The task: Instruction for the data below: set down exactly the lines from the line with "the man's nose" to the line with "of the dark", inclusive, and no others.

Point-per-instance localization data:
════
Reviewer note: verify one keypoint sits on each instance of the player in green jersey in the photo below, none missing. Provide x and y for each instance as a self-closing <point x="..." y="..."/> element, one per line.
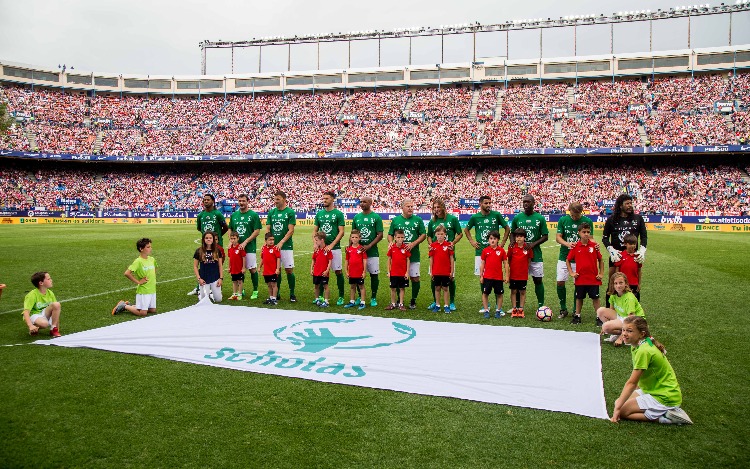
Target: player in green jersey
<point x="440" y="217"/>
<point x="331" y="221"/>
<point x="537" y="233"/>
<point x="247" y="225"/>
<point x="414" y="233"/>
<point x="484" y="222"/>
<point x="370" y="226"/>
<point x="567" y="236"/>
<point x="40" y="306"/>
<point x="210" y="219"/>
<point x="281" y="222"/>
<point x="142" y="272"/>
<point x="652" y="393"/>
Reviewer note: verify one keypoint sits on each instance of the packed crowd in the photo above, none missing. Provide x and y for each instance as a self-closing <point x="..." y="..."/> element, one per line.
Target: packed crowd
<point x="373" y="136"/>
<point x="593" y="97"/>
<point x="518" y="133"/>
<point x="378" y="105"/>
<point x="456" y="135"/>
<point x="318" y="108"/>
<point x="532" y="100"/>
<point x="57" y="139"/>
<point x="445" y="103"/>
<point x="487" y="98"/>
<point x="307" y="122"/>
<point x="657" y="189"/>
<point x="15" y="139"/>
<point x="670" y="128"/>
<point x="600" y="132"/>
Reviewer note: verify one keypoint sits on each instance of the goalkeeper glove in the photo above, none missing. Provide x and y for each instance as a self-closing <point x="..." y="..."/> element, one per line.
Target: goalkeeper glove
<point x="641" y="254"/>
<point x="614" y="256"/>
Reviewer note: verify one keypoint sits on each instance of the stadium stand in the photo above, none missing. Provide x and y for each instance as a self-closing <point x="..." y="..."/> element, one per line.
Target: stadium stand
<point x="658" y="188"/>
<point x="676" y="111"/>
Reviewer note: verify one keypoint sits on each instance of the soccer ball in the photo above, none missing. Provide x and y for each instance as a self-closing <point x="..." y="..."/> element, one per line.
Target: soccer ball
<point x="544" y="314"/>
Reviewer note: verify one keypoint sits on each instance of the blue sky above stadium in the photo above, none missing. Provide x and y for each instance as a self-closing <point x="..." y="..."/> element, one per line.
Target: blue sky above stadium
<point x="161" y="38"/>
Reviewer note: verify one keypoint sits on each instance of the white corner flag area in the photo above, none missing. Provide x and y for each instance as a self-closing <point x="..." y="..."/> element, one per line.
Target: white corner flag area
<point x="519" y="366"/>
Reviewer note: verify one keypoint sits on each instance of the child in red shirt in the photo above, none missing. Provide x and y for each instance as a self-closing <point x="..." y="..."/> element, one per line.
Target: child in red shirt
<point x="628" y="265"/>
<point x="398" y="269"/>
<point x="356" y="257"/>
<point x="492" y="270"/>
<point x="319" y="269"/>
<point x="442" y="267"/>
<point x="236" y="266"/>
<point x="270" y="264"/>
<point x="589" y="267"/>
<point x="519" y="256"/>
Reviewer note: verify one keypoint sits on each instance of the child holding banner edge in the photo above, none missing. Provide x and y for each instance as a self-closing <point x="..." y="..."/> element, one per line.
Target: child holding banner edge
<point x="652" y="393"/>
<point x="142" y="272"/>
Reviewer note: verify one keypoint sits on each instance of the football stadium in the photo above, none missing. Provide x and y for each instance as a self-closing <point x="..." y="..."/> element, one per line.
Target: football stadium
<point x="470" y="263"/>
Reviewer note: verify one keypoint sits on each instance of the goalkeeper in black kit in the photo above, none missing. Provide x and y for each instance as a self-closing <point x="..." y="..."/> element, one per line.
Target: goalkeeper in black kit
<point x="622" y="222"/>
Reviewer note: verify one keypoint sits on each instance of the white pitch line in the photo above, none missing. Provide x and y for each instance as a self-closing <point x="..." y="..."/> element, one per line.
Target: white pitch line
<point x="101" y="294"/>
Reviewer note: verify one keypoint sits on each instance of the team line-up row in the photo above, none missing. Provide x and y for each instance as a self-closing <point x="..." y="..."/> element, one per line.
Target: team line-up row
<point x="651" y="394"/>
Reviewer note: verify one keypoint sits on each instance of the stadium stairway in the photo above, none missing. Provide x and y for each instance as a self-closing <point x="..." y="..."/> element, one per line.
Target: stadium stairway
<point x="98" y="142"/>
<point x="407" y="142"/>
<point x="342" y="111"/>
<point x="571" y="95"/>
<point x="340" y="137"/>
<point x="644" y="136"/>
<point x="479" y="177"/>
<point x="557" y="133"/>
<point x="480" y="140"/>
<point x="498" y="104"/>
<point x="409" y="102"/>
<point x="474" y="103"/>
<point x="31" y="137"/>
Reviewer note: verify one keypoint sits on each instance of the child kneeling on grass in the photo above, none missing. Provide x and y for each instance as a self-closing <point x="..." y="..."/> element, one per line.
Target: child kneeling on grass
<point x="40" y="307"/>
<point x="624" y="304"/>
<point x="652" y="393"/>
<point x="142" y="272"/>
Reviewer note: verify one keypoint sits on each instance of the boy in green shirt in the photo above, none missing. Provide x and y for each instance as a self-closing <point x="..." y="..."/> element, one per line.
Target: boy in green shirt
<point x="40" y="307"/>
<point x="142" y="272"/>
<point x="537" y="233"/>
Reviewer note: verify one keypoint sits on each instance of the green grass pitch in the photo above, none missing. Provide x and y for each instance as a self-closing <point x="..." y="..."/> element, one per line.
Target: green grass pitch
<point x="90" y="408"/>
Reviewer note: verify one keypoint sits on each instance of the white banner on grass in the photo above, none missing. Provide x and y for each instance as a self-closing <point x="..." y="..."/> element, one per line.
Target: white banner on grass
<point x="526" y="367"/>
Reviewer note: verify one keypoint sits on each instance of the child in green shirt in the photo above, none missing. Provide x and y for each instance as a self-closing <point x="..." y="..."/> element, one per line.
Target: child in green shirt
<point x="652" y="393"/>
<point x="142" y="272"/>
<point x="40" y="307"/>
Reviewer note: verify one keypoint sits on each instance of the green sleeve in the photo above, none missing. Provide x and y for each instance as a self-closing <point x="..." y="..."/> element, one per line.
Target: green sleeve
<point x="456" y="225"/>
<point x="591" y="224"/>
<point x="503" y="223"/>
<point x="29" y="301"/>
<point x="641" y="359"/>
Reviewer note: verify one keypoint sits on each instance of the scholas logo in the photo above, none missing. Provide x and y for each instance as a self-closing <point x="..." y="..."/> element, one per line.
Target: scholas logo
<point x="318" y="335"/>
<point x="315" y="337"/>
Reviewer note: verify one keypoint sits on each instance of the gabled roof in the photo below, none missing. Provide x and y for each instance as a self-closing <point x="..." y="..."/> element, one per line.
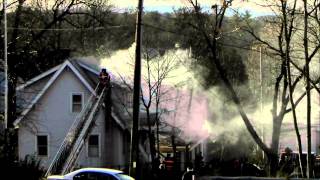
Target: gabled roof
<point x="55" y="72"/>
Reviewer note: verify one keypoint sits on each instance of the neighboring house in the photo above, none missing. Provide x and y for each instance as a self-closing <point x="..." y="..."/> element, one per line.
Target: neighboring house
<point x="53" y="100"/>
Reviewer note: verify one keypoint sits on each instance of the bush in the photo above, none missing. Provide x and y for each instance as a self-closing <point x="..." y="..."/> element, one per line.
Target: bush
<point x="28" y="168"/>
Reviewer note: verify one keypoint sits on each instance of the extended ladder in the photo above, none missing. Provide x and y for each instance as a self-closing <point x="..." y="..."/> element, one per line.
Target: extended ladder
<point x="71" y="146"/>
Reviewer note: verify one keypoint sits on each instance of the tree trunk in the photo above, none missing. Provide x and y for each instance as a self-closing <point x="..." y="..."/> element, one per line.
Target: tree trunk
<point x="306" y="53"/>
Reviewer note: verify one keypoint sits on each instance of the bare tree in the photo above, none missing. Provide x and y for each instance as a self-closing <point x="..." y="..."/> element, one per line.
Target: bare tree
<point x="284" y="25"/>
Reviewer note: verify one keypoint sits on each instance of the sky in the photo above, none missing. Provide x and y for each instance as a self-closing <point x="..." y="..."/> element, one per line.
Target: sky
<point x="253" y="6"/>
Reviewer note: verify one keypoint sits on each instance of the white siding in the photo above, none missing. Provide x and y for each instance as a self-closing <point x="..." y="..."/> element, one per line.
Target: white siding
<point x="52" y="116"/>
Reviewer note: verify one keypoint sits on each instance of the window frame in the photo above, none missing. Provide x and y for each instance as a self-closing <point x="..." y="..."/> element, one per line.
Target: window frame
<point x="37" y="146"/>
<point x="71" y="101"/>
<point x="99" y="146"/>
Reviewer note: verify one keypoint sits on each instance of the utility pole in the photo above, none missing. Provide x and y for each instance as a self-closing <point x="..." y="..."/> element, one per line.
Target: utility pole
<point x="134" y="153"/>
<point x="261" y="98"/>
<point x="5" y="57"/>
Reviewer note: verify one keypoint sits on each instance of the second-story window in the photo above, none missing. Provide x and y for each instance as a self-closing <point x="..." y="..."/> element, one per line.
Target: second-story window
<point x="93" y="146"/>
<point x="42" y="145"/>
<point x="76" y="100"/>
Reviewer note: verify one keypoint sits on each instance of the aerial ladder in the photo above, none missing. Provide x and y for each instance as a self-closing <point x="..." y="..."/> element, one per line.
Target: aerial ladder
<point x="69" y="150"/>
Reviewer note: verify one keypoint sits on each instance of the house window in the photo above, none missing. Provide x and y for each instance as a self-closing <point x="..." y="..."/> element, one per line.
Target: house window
<point x="76" y="102"/>
<point x="93" y="146"/>
<point x="42" y="145"/>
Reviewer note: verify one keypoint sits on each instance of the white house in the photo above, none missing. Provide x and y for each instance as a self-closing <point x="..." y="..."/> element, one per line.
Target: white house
<point x="52" y="101"/>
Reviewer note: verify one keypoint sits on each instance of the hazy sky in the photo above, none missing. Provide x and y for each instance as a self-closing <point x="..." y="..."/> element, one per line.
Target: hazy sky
<point x="168" y="5"/>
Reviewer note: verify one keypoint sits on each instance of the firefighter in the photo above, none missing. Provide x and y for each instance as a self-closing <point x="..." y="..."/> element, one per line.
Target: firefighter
<point x="104" y="79"/>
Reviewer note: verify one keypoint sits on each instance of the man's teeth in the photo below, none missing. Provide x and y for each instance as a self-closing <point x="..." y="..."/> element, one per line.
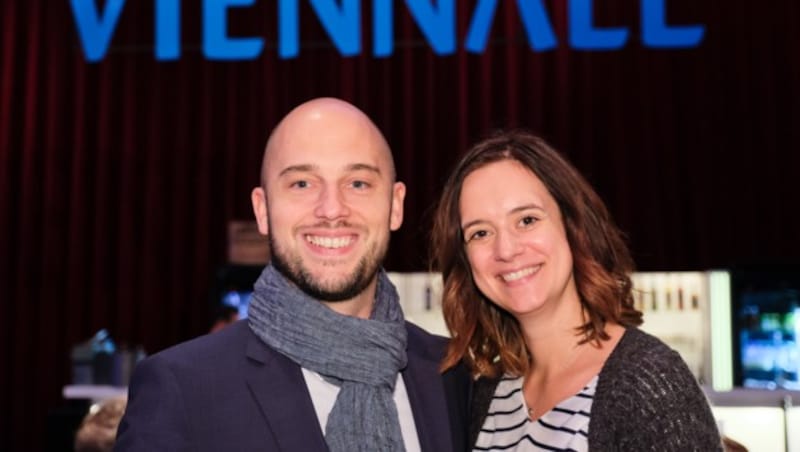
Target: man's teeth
<point x="329" y="242"/>
<point x="519" y="274"/>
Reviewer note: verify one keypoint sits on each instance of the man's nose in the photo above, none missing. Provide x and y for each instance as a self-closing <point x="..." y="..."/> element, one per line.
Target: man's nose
<point x="331" y="204"/>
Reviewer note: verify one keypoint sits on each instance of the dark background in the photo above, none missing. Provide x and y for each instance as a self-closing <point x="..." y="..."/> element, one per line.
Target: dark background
<point x="118" y="178"/>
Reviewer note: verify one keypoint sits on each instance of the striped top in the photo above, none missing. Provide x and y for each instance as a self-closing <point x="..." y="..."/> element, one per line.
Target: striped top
<point x="508" y="428"/>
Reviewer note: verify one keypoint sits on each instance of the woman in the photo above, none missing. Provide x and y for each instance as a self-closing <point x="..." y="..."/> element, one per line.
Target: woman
<point x="537" y="297"/>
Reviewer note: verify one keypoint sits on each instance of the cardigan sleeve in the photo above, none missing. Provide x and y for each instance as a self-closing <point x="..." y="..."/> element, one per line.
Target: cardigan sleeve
<point x="648" y="400"/>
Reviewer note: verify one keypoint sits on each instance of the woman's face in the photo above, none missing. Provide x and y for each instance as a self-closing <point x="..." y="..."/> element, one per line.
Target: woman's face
<point x="515" y="239"/>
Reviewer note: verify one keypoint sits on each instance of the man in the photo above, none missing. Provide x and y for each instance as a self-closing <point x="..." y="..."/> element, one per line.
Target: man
<point x="325" y="360"/>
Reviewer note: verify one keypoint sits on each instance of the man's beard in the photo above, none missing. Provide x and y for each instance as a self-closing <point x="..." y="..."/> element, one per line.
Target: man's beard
<point x="291" y="267"/>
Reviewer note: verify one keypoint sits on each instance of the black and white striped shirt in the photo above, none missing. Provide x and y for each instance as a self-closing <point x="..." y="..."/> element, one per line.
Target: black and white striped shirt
<point x="508" y="428"/>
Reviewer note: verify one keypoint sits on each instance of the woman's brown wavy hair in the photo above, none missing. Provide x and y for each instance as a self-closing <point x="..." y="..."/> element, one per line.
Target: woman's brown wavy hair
<point x="487" y="338"/>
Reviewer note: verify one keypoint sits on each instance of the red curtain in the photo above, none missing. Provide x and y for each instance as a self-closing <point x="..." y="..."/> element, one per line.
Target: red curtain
<point x="117" y="178"/>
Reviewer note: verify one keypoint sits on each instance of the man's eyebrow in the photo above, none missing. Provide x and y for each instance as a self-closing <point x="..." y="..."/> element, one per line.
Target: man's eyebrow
<point x="296" y="169"/>
<point x="364" y="166"/>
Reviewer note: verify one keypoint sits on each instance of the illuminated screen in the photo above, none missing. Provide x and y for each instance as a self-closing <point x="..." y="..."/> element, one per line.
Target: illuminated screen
<point x="767" y="318"/>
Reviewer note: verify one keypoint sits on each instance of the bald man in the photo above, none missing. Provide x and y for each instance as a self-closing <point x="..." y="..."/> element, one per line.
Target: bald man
<point x="325" y="360"/>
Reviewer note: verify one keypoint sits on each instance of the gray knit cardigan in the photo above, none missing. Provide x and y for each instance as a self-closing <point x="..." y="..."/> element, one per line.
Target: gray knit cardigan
<point x="646" y="400"/>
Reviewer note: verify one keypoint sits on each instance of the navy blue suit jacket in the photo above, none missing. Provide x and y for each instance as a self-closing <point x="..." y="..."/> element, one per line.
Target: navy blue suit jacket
<point x="230" y="391"/>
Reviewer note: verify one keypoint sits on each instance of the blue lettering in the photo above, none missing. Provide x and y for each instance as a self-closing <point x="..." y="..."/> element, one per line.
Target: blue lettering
<point x="94" y="28"/>
<point x="168" y="29"/>
<point x="216" y="43"/>
<point x="288" y="29"/>
<point x="583" y="35"/>
<point x="656" y="32"/>
<point x="537" y="25"/>
<point x="382" y="28"/>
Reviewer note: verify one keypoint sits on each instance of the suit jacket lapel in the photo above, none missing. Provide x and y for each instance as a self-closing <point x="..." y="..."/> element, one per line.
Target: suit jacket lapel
<point x="427" y="398"/>
<point x="276" y="382"/>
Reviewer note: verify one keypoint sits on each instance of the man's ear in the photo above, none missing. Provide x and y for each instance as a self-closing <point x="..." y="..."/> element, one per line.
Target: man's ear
<point x="259" y="199"/>
<point x="396" y="214"/>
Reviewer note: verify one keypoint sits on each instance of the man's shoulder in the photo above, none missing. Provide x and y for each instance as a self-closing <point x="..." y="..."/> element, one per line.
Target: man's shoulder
<point x="212" y="347"/>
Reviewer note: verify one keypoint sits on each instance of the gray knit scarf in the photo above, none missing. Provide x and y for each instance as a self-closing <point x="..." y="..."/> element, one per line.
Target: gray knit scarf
<point x="363" y="356"/>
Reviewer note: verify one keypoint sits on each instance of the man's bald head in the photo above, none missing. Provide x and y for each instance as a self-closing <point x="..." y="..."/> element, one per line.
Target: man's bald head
<point x="320" y="119"/>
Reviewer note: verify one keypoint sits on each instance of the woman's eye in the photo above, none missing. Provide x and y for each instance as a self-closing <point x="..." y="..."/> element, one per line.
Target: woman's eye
<point x="476" y="235"/>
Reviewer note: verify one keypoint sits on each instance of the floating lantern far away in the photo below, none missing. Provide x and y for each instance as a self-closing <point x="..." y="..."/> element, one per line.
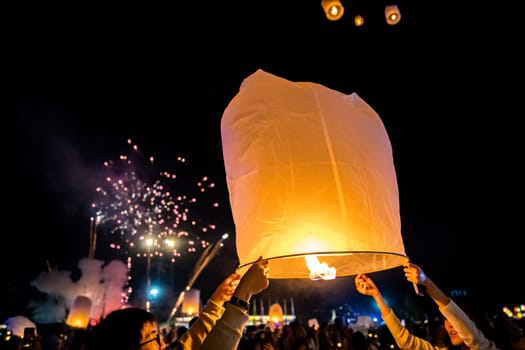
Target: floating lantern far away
<point x="276" y="314"/>
<point x="80" y="312"/>
<point x="192" y="302"/>
<point x="311" y="180"/>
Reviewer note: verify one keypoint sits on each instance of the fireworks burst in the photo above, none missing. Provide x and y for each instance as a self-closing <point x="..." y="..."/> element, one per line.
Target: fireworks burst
<point x="152" y="213"/>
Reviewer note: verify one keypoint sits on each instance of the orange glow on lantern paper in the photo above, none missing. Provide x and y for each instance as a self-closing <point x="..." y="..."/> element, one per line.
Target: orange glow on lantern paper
<point x="310" y="172"/>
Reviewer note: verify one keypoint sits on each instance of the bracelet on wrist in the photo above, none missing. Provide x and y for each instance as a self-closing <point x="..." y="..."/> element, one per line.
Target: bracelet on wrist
<point x="239" y="302"/>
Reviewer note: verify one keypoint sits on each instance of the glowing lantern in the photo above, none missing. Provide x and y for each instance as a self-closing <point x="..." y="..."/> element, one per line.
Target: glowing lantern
<point x="192" y="302"/>
<point x="310" y="174"/>
<point x="80" y="312"/>
<point x="275" y="314"/>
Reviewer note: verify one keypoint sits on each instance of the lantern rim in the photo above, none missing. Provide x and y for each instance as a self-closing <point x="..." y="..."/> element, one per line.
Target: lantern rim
<point x="329" y="253"/>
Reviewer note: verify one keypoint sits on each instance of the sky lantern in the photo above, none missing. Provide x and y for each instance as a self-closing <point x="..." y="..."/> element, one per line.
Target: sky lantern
<point x="276" y="314"/>
<point x="192" y="302"/>
<point x="311" y="180"/>
<point x="80" y="312"/>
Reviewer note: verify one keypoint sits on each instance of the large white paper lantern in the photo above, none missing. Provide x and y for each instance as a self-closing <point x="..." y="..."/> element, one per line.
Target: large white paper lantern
<point x="310" y="173"/>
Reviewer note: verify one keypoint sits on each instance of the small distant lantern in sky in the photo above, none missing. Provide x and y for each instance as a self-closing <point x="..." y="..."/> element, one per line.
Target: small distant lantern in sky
<point x="192" y="302"/>
<point x="275" y="314"/>
<point x="311" y="180"/>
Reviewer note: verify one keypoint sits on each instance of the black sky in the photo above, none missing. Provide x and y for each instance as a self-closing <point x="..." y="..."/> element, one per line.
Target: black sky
<point x="446" y="82"/>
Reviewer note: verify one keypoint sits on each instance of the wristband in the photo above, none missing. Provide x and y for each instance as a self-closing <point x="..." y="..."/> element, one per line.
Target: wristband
<point x="239" y="302"/>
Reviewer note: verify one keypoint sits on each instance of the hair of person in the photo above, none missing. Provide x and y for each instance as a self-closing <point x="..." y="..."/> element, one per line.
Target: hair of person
<point x="119" y="330"/>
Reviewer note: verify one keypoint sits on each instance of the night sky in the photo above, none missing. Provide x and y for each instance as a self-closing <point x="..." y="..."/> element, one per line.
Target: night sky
<point x="81" y="81"/>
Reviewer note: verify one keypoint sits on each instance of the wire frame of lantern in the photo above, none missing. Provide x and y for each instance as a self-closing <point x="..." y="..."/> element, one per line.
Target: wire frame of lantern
<point x="311" y="180"/>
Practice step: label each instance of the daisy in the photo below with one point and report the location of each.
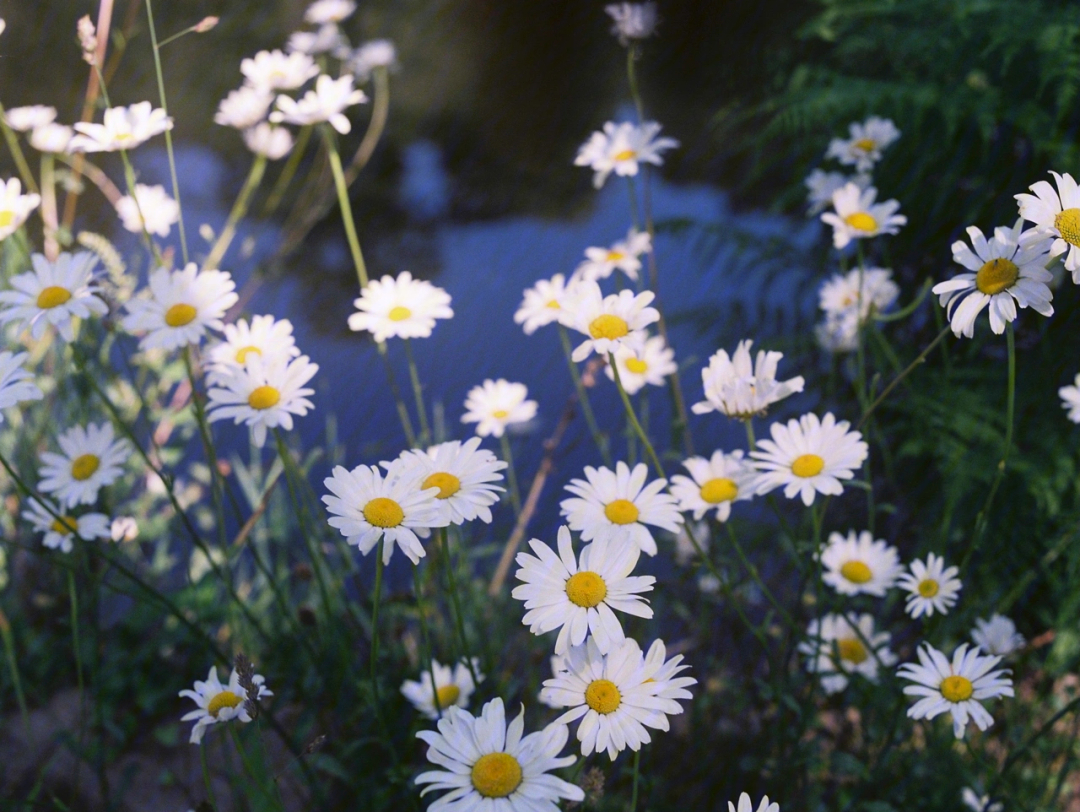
════
Solution for this task:
Reviewer note: verify one keypoint sits on each instance of the man's nose in the photo above, none missing. Provide x and y for each instance as a self-closing <point x="..." y="..."/> element, one per line.
Target: man's nose
<point x="331" y="204"/>
Reviewer note: verify one keypoint sits on each instance of the dark background in the photo above, none missing. Provide x and y for each instance as a self-closing <point x="..." y="..."/> element, one per line.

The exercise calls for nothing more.